--- DATA Enclosed Below ---

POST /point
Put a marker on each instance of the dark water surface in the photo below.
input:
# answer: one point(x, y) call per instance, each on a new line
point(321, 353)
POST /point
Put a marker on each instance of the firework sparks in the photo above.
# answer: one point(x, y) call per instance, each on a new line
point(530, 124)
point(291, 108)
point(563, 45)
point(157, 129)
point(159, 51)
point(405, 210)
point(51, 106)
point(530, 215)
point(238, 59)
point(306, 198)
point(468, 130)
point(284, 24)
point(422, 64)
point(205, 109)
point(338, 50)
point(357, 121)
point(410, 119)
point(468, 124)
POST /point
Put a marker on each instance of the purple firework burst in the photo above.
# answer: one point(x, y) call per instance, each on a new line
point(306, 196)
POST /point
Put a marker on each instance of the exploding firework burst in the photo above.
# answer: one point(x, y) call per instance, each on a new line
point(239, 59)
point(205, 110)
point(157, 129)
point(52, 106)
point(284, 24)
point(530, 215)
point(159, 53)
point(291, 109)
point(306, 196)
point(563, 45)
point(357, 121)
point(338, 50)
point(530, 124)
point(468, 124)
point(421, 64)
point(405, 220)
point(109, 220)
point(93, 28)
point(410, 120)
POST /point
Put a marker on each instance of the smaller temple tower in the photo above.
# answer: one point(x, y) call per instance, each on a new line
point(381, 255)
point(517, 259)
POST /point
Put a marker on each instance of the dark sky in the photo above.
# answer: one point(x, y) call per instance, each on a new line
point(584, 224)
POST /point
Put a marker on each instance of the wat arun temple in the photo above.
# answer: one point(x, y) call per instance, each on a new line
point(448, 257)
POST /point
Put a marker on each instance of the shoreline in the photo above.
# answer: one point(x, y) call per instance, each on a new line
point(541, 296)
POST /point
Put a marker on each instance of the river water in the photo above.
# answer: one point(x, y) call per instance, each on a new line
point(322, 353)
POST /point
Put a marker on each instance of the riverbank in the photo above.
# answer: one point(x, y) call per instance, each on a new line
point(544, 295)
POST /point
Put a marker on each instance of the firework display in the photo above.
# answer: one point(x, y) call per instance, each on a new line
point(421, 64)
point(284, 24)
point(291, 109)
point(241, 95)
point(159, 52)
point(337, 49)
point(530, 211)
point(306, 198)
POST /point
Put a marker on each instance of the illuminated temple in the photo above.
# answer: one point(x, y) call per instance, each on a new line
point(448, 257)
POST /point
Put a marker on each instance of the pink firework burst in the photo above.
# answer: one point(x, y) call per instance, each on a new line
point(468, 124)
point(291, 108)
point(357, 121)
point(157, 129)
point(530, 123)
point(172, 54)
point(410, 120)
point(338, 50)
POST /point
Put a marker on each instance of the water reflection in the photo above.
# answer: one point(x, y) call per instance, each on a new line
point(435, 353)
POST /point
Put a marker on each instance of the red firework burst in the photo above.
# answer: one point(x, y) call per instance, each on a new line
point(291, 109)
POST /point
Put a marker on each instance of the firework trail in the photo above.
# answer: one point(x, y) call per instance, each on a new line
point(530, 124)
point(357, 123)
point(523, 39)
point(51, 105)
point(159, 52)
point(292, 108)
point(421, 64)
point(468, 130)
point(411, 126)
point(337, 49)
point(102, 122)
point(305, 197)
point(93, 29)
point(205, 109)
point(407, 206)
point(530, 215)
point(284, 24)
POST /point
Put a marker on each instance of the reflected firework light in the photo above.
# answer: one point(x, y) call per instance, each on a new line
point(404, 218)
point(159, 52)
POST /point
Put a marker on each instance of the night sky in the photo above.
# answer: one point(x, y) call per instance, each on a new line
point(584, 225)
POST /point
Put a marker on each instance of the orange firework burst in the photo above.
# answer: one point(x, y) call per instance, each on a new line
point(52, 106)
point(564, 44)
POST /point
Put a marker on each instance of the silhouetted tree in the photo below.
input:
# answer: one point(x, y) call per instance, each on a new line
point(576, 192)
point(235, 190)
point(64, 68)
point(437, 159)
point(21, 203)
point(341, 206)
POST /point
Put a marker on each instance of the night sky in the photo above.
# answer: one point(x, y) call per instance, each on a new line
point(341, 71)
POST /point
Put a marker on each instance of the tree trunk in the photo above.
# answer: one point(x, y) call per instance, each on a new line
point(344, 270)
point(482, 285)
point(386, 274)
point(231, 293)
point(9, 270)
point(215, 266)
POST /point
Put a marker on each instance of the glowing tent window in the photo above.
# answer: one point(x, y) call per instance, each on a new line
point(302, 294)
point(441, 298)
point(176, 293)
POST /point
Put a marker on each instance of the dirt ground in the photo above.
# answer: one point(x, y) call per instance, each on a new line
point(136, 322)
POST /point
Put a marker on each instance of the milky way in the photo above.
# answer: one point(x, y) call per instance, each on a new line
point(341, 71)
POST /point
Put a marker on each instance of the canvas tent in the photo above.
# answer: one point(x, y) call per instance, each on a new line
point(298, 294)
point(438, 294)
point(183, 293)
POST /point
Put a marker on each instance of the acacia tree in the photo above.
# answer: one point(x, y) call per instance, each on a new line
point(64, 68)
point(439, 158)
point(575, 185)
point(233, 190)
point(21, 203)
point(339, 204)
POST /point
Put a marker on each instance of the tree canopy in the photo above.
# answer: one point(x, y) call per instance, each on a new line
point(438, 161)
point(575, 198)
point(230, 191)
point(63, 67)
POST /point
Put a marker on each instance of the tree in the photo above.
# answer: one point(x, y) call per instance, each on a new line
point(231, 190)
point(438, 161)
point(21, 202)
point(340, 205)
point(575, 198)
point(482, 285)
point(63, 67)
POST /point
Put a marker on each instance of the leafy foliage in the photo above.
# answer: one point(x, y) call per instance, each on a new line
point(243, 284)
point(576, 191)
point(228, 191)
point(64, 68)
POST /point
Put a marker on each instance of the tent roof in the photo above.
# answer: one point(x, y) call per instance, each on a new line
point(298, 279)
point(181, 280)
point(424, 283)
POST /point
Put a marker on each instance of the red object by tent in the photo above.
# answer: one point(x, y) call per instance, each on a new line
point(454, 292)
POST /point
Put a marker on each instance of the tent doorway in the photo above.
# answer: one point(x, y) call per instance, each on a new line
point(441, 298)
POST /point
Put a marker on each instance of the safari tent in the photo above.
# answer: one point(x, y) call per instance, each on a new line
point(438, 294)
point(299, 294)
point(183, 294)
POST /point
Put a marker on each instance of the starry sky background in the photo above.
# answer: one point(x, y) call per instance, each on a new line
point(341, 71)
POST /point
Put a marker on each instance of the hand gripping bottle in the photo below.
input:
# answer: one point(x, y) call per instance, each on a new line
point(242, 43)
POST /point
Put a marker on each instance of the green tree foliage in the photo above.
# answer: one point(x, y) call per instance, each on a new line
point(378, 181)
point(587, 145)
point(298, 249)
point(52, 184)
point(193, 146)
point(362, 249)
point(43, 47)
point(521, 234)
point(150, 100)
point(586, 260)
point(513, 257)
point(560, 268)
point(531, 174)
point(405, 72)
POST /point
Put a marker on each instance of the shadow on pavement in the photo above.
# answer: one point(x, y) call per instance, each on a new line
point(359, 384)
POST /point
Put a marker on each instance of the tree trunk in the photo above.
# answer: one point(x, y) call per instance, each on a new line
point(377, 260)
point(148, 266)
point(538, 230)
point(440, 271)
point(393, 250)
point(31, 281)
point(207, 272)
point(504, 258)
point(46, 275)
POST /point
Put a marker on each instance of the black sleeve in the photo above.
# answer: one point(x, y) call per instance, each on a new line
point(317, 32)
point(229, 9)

--- End of Enclosed DATA ---

ABOUT THIS EXERCISE :: Whatever lines appear above, reproduce every one of them exactly.

RESPONSE BELOW ::
POST /point
Put a marker on each instance of the dark water surface in the photo below.
input:
# answer: one point(x, y) call per instance, each on a new line
point(321, 353)
POST /point
Put a marker on each instance of the firework sparks in the photo above.
# answer: one point(x, y) call per instance, each on a new line
point(530, 124)
point(291, 108)
point(563, 45)
point(157, 129)
point(159, 51)
point(405, 210)
point(51, 106)
point(530, 215)
point(238, 59)
point(306, 198)
point(468, 130)
point(284, 24)
point(422, 64)
point(205, 109)
point(338, 50)
point(357, 121)
point(410, 119)
point(468, 124)
POST /point
Put a marker on each instance of the purple firework burst in the photo above.
# answer: one point(x, y) call per instance, each on a new line
point(306, 196)
POST /point
Put a marker on each instance of the exploding firework burst in the photo above.
# answer: one point(x, y) call per instance, each on a new line
point(239, 59)
point(205, 110)
point(157, 129)
point(52, 106)
point(284, 24)
point(530, 215)
point(159, 53)
point(291, 109)
point(306, 196)
point(563, 45)
point(357, 121)
point(338, 50)
point(530, 124)
point(468, 124)
point(421, 64)
point(405, 220)
point(109, 220)
point(93, 28)
point(410, 120)
POST /point
Put a marker on each instance of the smaller temple tower in the photo above.
# answer: one point(x, y) call per instance, each on a new line
point(381, 255)
point(517, 259)
POST /point
Put a marker on each instance of the dark sky in the photo above.
# answer: one point(x, y) call per instance, each on a new line
point(584, 224)
POST /point
Put a marker on each instance of the wat arun temple in the photo above.
# answer: one point(x, y) call per instance, each on a new line
point(448, 257)
POST /point
Put a marker on each instance of the shoreline in the photo above.
# answer: one point(x, y) call per instance, each on a new line
point(541, 296)
POST /point
Put a marker on each instance of the river water in the photo above.
# answer: one point(x, y) call per instance, each on a new line
point(322, 353)
POST /point
Put a marker on each instance of the riverbank in the photo above.
# answer: one point(x, y) call per instance, each on a new line
point(544, 295)
POST /point
Put a marker on each instance of the firework display in the photo above.
# answer: one point(x, y) call per instance, each on a new line
point(421, 64)
point(284, 24)
point(291, 109)
point(241, 95)
point(159, 52)
point(337, 49)
point(530, 211)
point(306, 198)
POST /point
Put a marker on each instance of the illuminated temple in the photo above.
# answer: one point(x, y) call per instance, each on a new line
point(448, 257)
POST /point
Put a marker on each instance of the pink firework burst in the photo above.
# answer: one point(x, y) call per instance, each on a new line
point(468, 124)
point(291, 108)
point(357, 121)
point(157, 129)
point(530, 123)
point(172, 54)
point(410, 120)
point(338, 50)
POST /point
Put a marker on each instance of the water reflection in the photo above.
# answer: one point(x, y) call per instance, each on a new line
point(435, 353)
POST /point
Put a marker on each instance of the red firework burst in the photo above.
# answer: one point(x, y) call per instance, each on a new line
point(291, 109)
POST /point
Put a marker on each instance of the firework trail in the photo above.
# answer: one point(x, y) call per instance, each on a new line
point(530, 124)
point(357, 123)
point(523, 39)
point(51, 105)
point(159, 52)
point(292, 108)
point(421, 64)
point(468, 130)
point(411, 126)
point(337, 49)
point(102, 122)
point(305, 197)
point(93, 29)
point(205, 109)
point(407, 206)
point(530, 215)
point(284, 24)
POST /point
Put a marker on each instance of the reflected firework light in the photo above.
# answer: one point(x, y) call per instance, each on a new line
point(404, 218)
point(159, 52)
POST /point
Put a marker on each instance of the night sky in the photo above.
# answer: one point(x, y) call per instance, each on a new line
point(584, 225)
POST /point
Put a marker on each instance of the orange firework burst in the photo above.
# answer: one point(x, y) call per instance, each on a new line
point(52, 106)
point(564, 44)
POST /point
Put a marker on each instance of the silhouetted tree in the photo below.
input:
# answer: one point(x, y) call per instance, each on a new line
point(576, 192)
point(235, 190)
point(64, 68)
point(437, 159)
point(21, 203)
point(341, 206)
POST /point
Put a marker on each instance of the night sky in the photo above.
# answer: one point(x, y) call per instance, each on a new line
point(341, 71)
POST /point
Put a marker on each instance of the tree trunk in the photo above.
# answer: one point(x, y) call per instance, each on a new line
point(344, 270)
point(482, 285)
point(386, 274)
point(231, 293)
point(9, 270)
point(215, 266)
POST /point
Put a marker on each instance of the glowing tent window in the photo above.
# answer: one point(x, y) call per instance, each on a new line
point(302, 294)
point(441, 298)
point(176, 293)
POST /point
Put a marker on each instance of the dirt ground in the photo above.
# answer: one point(x, y) call per instance, each on a new line
point(136, 322)
POST /point
Put a marker on each instance of the milky way in the photo above.
# answer: one point(x, y) call per instance, each on a new line
point(341, 71)
POST /point
Put a marker on each instance of the canvas tent in the photo above.
# answer: one point(x, y) call per instance, each on a new line
point(298, 294)
point(438, 294)
point(183, 293)
POST /point
Put a marker on each instance of the acacia tree in the photo above.
# answer: one point(x, y) call per instance, each on a new line
point(64, 68)
point(439, 158)
point(575, 185)
point(233, 190)
point(21, 203)
point(339, 204)
POST /point
Put a marker on each instance of the tree canopy in the photo above.
# answer: one point(x, y) call per instance, each on a new line
point(438, 161)
point(575, 198)
point(230, 191)
point(63, 67)
POST /point
Put a marker on each instance of the tree in the photo above.
# answer: one point(x, y) call per instance, each on a new line
point(231, 190)
point(438, 161)
point(21, 202)
point(340, 205)
point(575, 198)
point(482, 285)
point(63, 67)
POST /point
Put a marker on each instance of the leafy foliage in the photo above.
# answer: one point(x, y) call per instance, each on a new line
point(243, 284)
point(576, 191)
point(228, 191)
point(64, 68)
POST /point
Put a marker on each instance of the tent roof in the photo above.
# answer: one point(x, y) call per instance, each on a new line
point(298, 279)
point(181, 280)
point(424, 283)
POST /point
Put a marker on each instance of the red object by tent in the photo above.
# answer: one point(x, y) call per instance, each on a new line
point(454, 292)
POST /point
Put a marker on each instance of the tent doorway in the photo above.
# answer: one point(x, y) call per instance, each on a new line
point(441, 298)
POST /point
Put a marker on each instance of the safari tent in the photo above.
# answer: one point(x, y) call per instance, each on a new line
point(438, 294)
point(299, 294)
point(183, 294)
POST /point
Put a marker on each instance of the starry sky background in the photo above.
# answer: one point(x, y) call per instance, each on a new line
point(341, 71)
POST /point
Put a marker on each instance of the hand gripping bottle in the photo below.
input:
# answer: one point(x, y) call per instance, each on a new line
point(242, 43)
POST /point
Put a marker on each instance of the green tree foliage in the photo above.
# answer: one point(x, y) call per instance, each on a new line
point(378, 181)
point(587, 145)
point(298, 249)
point(52, 184)
point(193, 146)
point(362, 249)
point(43, 47)
point(521, 234)
point(150, 100)
point(586, 260)
point(513, 257)
point(560, 268)
point(531, 174)
point(405, 72)
POST /point
Put a marker on each instance of the shadow on pavement in the photo above.
# answer: one point(x, y) call per instance, each on a new line
point(359, 384)
POST /point
Put a marker on each instance of the tree trunk in the photo above.
# answer: one point(x, y) call per instance, each on a new line
point(377, 260)
point(148, 266)
point(538, 230)
point(440, 271)
point(393, 250)
point(31, 281)
point(207, 272)
point(504, 258)
point(46, 275)
POST /point
Put a marker on each instance of the black sleeve in the photo above.
# answer: one point(x, y) call per instance, each on a new line
point(317, 32)
point(229, 9)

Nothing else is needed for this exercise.